■ Passage shown ■
PM, Ministers plan Labour strategy in Arrowtown
Prime Minister Jacinda Ardern has quietly flown into Queenstown this weekend to join southern Labour Party MPs at a regional conference in Arrowtown.
The prime minister spoke to Labour Party faithful at the event, which was also attended by all the party's South Island-based MPs.
Speaking to Crux from the gathering, Labour List MP and Cabinet minister David Parker says the party chose to host its latest regional get-together in the district in recognition of the tough deal it’s been dealt by the Covid-19 pandemic.
“It’s had a hell of a time, in parts – obviously the rural sector has been going gangbusters. But the tourism sector has been hammered by Covid.
“One of the reasons we chose to have our conference here this time was to really show solidarity with the challenges that the region has faced.”
The government had offered support where it could make a difference, he says.
“We’ve tried to be supportive with infrastructure projects...and with wage support and help for the tourism industry.
“Even though everyone recognises that it can only help so far.”
In his view, a thriving Queenstown is good for everyone.
“It’s obviously a big earner of foreign exchange.
“Obviously, that's been slowed down a bit by Covid, but it's a very important part of New Zealand to the New Zealand economy.”

■ Records supplied ■
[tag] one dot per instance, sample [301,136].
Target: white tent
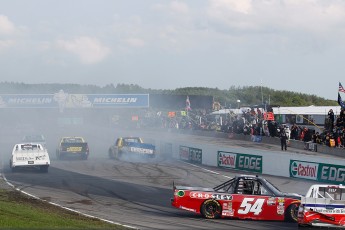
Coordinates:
[307,110]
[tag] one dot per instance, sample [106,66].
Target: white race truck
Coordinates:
[323,206]
[30,155]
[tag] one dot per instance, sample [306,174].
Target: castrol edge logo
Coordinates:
[305,170]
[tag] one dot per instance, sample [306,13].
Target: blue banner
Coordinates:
[64,100]
[27,101]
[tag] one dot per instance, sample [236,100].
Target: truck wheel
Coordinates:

■ Directions ■
Continue the article about the Labour regional conference in Arrowtown, starting after its last sentence.

■ Answer to the exercise ■
As Minister for the Environment Mr Parker has overseen several local projects given fast-tracked planning privileges – notably, Silverlight Studio’s Wānaka movie park, the Queenstown arterial road route, the massive Lakeview project, and the Ladies Mile development.
Although he’s quick to establish he’s been the “gatekeeper” on that process, not the decision maker in respect of the underlying applications.
He stands by the government’s decision to allow the developers behind these projects to sidestep some planning steps, including wider public consultation.
“The purpose of the fast track legislation was to bring forward jobs in a Covid environment that was expected to have high rates of unemployment.
“We didn't want people to be able to say that the government was holding back the jobs that a place like Queenstown so desperately needed and at a time when people were being laid off...and there were a lot of people doing it hard.
“And we were deliberately broad in the sorts of projects that could be approved, because no one was altogether sure what parts of the economy were going to shrink as a consequence of the downturn in tourism.
“So that's why we put things like the Silverlight Studio to a fast track panel, as well as some subdivisions and the road realignment in Queenstown.”
The government also has big plans for an overhaul of the Resource Management Act process, although plans to sub it out for three replacement pieces of legislation have been delayed.
It’s another programme of work that falls under Mr Parker’s watch.
Managing growth is vital for Queenstown and surrounds, and the minister agrees with that.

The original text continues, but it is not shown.